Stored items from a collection

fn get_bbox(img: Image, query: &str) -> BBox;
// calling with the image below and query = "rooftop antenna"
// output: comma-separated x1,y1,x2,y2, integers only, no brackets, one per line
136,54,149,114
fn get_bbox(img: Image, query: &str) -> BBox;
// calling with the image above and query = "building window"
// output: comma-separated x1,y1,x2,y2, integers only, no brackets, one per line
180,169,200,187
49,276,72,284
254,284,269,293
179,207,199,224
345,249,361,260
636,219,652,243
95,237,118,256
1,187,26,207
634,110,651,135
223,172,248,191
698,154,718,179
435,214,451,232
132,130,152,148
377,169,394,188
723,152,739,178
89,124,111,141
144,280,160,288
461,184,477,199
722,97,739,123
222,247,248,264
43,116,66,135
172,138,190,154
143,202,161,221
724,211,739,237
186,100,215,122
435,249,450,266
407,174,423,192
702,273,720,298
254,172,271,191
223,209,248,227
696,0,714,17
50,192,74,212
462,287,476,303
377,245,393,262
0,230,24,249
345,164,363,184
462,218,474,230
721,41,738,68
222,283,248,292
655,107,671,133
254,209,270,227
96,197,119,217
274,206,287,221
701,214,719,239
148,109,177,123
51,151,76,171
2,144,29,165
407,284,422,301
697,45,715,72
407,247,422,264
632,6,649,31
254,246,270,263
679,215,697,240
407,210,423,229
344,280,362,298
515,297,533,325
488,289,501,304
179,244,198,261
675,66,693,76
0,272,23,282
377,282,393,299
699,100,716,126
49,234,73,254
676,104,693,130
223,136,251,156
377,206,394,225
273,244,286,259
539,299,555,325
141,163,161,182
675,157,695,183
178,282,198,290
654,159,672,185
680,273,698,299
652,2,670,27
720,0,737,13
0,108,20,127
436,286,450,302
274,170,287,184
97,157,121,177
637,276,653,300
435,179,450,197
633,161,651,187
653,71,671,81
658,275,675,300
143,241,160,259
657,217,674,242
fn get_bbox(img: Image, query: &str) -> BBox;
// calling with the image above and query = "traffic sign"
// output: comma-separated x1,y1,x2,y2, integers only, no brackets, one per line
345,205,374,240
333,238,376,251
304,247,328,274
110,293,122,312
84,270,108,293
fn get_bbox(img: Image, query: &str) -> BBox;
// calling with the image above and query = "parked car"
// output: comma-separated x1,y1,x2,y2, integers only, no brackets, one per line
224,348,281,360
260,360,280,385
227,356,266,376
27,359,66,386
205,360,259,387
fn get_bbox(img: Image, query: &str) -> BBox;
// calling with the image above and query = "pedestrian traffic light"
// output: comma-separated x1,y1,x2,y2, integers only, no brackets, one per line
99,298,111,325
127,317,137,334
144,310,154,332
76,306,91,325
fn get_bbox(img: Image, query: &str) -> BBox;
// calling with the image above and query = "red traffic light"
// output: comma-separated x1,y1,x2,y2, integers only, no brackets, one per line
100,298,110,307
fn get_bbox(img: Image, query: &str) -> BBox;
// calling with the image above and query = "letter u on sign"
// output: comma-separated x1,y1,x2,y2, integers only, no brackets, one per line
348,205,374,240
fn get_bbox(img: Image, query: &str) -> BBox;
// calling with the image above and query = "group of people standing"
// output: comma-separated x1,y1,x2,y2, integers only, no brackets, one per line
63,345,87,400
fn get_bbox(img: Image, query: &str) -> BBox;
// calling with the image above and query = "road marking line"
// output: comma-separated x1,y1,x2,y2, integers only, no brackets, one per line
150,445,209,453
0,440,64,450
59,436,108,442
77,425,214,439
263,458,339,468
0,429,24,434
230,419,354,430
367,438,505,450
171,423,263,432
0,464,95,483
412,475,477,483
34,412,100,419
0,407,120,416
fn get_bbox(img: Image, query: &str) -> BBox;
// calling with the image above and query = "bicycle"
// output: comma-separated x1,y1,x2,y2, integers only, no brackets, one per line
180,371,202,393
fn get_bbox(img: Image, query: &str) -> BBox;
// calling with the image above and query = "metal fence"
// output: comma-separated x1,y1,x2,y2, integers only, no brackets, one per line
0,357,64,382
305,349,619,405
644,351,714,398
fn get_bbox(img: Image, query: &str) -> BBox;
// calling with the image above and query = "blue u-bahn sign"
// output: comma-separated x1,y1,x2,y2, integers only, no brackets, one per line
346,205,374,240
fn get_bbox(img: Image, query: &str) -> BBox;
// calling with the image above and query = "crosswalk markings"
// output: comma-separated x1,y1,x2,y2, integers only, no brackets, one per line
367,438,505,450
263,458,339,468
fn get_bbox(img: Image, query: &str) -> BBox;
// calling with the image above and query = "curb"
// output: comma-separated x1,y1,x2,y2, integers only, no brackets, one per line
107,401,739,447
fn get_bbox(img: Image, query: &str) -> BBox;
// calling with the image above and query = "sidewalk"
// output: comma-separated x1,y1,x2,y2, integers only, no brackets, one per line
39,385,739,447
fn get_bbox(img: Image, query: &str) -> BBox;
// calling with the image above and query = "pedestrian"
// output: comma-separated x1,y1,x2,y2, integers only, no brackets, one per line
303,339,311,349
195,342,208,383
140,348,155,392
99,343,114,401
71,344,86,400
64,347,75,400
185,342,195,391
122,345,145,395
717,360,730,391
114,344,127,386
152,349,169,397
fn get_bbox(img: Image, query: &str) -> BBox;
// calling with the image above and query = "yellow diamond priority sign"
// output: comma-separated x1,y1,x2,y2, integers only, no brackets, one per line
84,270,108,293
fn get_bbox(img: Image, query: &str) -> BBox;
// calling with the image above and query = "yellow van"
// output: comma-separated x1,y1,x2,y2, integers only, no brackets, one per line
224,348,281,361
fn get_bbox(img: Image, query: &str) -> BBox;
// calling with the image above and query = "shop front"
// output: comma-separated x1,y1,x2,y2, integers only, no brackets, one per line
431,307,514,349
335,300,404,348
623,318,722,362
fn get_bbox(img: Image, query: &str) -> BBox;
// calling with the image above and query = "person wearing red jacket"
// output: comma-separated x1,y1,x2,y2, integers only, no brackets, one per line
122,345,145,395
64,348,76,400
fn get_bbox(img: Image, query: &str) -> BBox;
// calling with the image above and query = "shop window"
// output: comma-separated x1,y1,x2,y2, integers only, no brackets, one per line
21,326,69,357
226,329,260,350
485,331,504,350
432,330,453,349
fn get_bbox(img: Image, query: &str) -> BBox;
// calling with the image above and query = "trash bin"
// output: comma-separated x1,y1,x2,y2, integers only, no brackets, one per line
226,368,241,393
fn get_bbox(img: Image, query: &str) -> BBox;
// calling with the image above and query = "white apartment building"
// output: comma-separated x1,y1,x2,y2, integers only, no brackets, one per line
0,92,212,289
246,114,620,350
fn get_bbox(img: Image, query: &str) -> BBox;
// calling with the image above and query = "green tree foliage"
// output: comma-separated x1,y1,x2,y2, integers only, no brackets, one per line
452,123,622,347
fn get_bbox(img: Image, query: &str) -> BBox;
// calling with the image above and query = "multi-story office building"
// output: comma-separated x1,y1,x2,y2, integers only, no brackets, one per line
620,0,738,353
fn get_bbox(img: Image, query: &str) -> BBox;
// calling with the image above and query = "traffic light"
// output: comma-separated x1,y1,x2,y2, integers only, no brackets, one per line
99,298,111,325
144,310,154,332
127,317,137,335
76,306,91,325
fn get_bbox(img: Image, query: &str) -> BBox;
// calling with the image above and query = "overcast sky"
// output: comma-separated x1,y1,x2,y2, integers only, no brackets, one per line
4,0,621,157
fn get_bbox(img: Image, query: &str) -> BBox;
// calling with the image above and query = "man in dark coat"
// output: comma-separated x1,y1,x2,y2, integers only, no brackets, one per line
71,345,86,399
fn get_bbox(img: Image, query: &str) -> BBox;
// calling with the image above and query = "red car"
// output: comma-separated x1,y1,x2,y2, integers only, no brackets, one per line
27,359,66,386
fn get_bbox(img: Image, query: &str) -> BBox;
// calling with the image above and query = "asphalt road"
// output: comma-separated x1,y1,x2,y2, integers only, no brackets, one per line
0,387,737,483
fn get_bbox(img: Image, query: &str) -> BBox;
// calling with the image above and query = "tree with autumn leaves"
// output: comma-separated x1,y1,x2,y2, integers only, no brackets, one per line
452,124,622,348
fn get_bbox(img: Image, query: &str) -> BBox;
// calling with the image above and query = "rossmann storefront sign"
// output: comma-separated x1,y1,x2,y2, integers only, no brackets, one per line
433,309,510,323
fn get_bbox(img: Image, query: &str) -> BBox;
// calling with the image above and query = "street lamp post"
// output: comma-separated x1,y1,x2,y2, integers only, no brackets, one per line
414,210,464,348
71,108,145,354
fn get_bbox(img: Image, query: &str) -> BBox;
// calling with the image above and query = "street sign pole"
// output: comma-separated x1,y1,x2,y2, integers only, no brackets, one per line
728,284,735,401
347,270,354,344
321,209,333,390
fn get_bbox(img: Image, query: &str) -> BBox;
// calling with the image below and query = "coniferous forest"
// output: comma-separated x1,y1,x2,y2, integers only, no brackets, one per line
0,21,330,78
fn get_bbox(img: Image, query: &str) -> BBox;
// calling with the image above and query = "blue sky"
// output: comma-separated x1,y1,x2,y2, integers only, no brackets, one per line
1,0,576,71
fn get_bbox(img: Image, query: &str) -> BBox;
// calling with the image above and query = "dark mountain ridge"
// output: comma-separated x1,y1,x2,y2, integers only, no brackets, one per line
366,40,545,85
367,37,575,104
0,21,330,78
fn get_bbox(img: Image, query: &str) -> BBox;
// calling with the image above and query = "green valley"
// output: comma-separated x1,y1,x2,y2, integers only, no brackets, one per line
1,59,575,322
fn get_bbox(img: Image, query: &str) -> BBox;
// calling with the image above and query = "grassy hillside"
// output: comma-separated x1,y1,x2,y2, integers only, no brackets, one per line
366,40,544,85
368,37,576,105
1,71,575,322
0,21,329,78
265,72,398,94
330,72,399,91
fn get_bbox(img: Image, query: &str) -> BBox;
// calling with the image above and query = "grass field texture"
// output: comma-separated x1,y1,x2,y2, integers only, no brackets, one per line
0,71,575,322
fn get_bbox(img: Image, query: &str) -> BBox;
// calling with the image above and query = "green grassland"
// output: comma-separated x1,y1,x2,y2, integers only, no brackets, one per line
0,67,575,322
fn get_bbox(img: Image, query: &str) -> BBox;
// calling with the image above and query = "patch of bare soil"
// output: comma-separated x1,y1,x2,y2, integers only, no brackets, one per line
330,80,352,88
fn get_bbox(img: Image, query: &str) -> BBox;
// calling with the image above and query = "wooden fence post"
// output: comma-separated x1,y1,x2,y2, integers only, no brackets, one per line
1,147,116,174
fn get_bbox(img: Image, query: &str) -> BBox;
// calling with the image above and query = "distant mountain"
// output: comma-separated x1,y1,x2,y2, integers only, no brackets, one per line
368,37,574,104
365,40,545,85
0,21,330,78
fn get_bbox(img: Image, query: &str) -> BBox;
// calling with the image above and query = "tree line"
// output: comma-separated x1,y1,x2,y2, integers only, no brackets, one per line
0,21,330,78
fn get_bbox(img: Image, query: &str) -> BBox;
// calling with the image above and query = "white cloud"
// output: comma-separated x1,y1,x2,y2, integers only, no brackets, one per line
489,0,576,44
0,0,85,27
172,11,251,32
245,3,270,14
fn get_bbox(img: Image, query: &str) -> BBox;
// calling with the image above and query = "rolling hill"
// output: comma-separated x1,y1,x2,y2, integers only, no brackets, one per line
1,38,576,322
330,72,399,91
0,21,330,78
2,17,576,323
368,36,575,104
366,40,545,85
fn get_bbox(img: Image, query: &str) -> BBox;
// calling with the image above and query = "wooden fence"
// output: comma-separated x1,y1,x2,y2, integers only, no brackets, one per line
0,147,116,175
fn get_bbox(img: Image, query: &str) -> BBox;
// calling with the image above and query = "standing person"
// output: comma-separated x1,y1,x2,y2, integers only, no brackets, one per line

▸ **THE PROBLEM**
Looking at the entries above, copy out every line in which "traffic" occurs.

▸ **TASK RESULT**
// calling with the image above and query = "traffic sign"
// calling with the image above and query = "pedestrian traffic light"
// calling with the image above and query = "red traffic light"
// calling with the image above and query = "traffic light"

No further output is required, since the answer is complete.